:: What to produce ::
In the entries below, reproduce verbatim everything from the line containing "Return the segmentation of every instance of the baby's ear" down to the line containing "115), (141, 115)]]", with both of those lines included.

:: Raw data ::
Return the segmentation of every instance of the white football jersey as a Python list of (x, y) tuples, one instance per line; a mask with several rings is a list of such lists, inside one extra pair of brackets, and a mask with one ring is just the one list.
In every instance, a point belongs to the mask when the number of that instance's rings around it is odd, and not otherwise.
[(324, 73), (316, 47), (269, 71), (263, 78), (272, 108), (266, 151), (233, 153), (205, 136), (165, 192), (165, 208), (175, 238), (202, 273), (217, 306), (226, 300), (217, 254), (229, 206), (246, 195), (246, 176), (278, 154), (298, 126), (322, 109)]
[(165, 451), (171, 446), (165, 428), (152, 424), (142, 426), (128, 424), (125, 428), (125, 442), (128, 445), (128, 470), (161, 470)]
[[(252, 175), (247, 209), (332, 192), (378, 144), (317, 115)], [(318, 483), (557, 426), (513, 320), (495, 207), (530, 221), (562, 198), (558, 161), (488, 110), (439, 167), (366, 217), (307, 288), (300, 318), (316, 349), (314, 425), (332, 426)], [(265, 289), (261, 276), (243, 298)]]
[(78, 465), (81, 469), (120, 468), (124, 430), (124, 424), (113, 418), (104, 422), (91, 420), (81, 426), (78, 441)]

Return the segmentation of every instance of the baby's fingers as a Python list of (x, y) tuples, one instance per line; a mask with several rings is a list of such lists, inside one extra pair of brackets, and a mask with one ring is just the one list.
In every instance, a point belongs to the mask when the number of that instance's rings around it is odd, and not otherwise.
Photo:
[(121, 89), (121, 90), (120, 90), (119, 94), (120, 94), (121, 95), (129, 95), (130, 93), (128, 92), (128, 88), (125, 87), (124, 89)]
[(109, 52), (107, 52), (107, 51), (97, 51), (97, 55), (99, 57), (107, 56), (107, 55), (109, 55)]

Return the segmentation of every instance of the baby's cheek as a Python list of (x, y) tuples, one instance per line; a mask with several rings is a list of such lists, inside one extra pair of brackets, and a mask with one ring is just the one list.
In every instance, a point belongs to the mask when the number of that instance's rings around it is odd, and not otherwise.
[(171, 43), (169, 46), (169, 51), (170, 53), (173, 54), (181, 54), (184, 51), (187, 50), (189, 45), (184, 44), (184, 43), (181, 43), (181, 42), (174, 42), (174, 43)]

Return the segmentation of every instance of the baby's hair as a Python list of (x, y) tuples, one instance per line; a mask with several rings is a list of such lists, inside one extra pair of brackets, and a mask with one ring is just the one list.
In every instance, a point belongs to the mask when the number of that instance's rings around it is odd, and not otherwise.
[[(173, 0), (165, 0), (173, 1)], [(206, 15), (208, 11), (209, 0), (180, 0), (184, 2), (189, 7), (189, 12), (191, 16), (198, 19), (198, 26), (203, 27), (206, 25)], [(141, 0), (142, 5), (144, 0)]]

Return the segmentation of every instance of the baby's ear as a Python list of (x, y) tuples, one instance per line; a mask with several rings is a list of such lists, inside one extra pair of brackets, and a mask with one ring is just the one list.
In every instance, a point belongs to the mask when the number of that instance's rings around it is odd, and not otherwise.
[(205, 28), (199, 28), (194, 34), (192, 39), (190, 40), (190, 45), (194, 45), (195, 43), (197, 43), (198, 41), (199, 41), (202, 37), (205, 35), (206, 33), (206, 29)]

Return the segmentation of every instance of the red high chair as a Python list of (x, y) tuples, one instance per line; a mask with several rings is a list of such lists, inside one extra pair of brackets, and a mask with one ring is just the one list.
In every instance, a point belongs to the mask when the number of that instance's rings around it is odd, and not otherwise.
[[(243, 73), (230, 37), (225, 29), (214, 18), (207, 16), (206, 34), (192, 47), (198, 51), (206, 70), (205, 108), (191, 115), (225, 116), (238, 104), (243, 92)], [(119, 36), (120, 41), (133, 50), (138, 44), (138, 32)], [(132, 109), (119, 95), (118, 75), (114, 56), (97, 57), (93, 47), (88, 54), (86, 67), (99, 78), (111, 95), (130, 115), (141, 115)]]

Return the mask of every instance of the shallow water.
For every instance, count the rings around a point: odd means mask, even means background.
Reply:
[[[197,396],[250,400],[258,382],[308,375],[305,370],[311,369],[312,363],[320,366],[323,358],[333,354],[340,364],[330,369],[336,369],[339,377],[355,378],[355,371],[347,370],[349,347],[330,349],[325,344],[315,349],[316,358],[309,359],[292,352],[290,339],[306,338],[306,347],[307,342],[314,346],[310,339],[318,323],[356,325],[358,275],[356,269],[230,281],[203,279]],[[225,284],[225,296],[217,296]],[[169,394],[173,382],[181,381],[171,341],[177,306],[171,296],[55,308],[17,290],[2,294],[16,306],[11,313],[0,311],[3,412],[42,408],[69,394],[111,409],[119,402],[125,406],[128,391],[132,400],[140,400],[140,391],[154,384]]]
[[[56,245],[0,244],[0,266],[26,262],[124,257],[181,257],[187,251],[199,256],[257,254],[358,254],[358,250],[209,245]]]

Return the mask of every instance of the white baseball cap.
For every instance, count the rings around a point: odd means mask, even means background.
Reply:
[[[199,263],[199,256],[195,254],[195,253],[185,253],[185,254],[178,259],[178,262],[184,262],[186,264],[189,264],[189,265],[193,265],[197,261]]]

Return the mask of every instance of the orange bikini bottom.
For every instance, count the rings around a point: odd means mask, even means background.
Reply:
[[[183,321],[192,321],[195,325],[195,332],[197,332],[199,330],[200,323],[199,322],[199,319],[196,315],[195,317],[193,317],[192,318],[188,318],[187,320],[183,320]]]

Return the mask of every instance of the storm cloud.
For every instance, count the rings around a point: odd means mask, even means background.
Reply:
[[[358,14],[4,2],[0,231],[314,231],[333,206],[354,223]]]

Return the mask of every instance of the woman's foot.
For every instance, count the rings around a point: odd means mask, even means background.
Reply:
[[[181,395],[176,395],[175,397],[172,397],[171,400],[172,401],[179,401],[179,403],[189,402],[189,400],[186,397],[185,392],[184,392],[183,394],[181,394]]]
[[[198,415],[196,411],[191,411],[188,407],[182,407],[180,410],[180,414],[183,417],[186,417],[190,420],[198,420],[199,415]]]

:: Full response ::
Return the segmentation of every instance of the baby's ear as a Python list of (x, y) tuples, one instance per line; a mask with several rings is a list of such lists, inside one extra pair of brackets, and a mask with one ring is just the one list.
In every instance, a point belongs to the mask when the number of that instance's rings around it is odd, and not otherwise.
[(205, 28), (199, 28), (194, 34), (192, 39), (190, 40), (190, 45), (194, 45), (195, 43), (197, 43), (198, 41), (199, 41), (202, 37), (205, 35), (206, 33), (206, 29)]

Return the segmentation of every instance of the red high chair as a Python list of (x, y) tuples, one instance per line; a mask with several rings is a list of such lists, inside one extra pair of brackets, and a mask with one ring is just the one list.
In every instance, a point belongs to the mask when the number of that instance's rings around it is odd, and not otherwise.
[[(243, 73), (230, 37), (225, 29), (214, 18), (207, 16), (206, 34), (192, 47), (198, 51), (206, 70), (205, 108), (191, 115), (225, 116), (238, 104), (243, 92)], [(119, 36), (120, 41), (133, 50), (138, 44), (138, 32)], [(132, 109), (119, 95), (118, 75), (114, 56), (97, 57), (93, 47), (88, 54), (86, 67), (99, 78), (111, 95), (130, 115), (141, 115)]]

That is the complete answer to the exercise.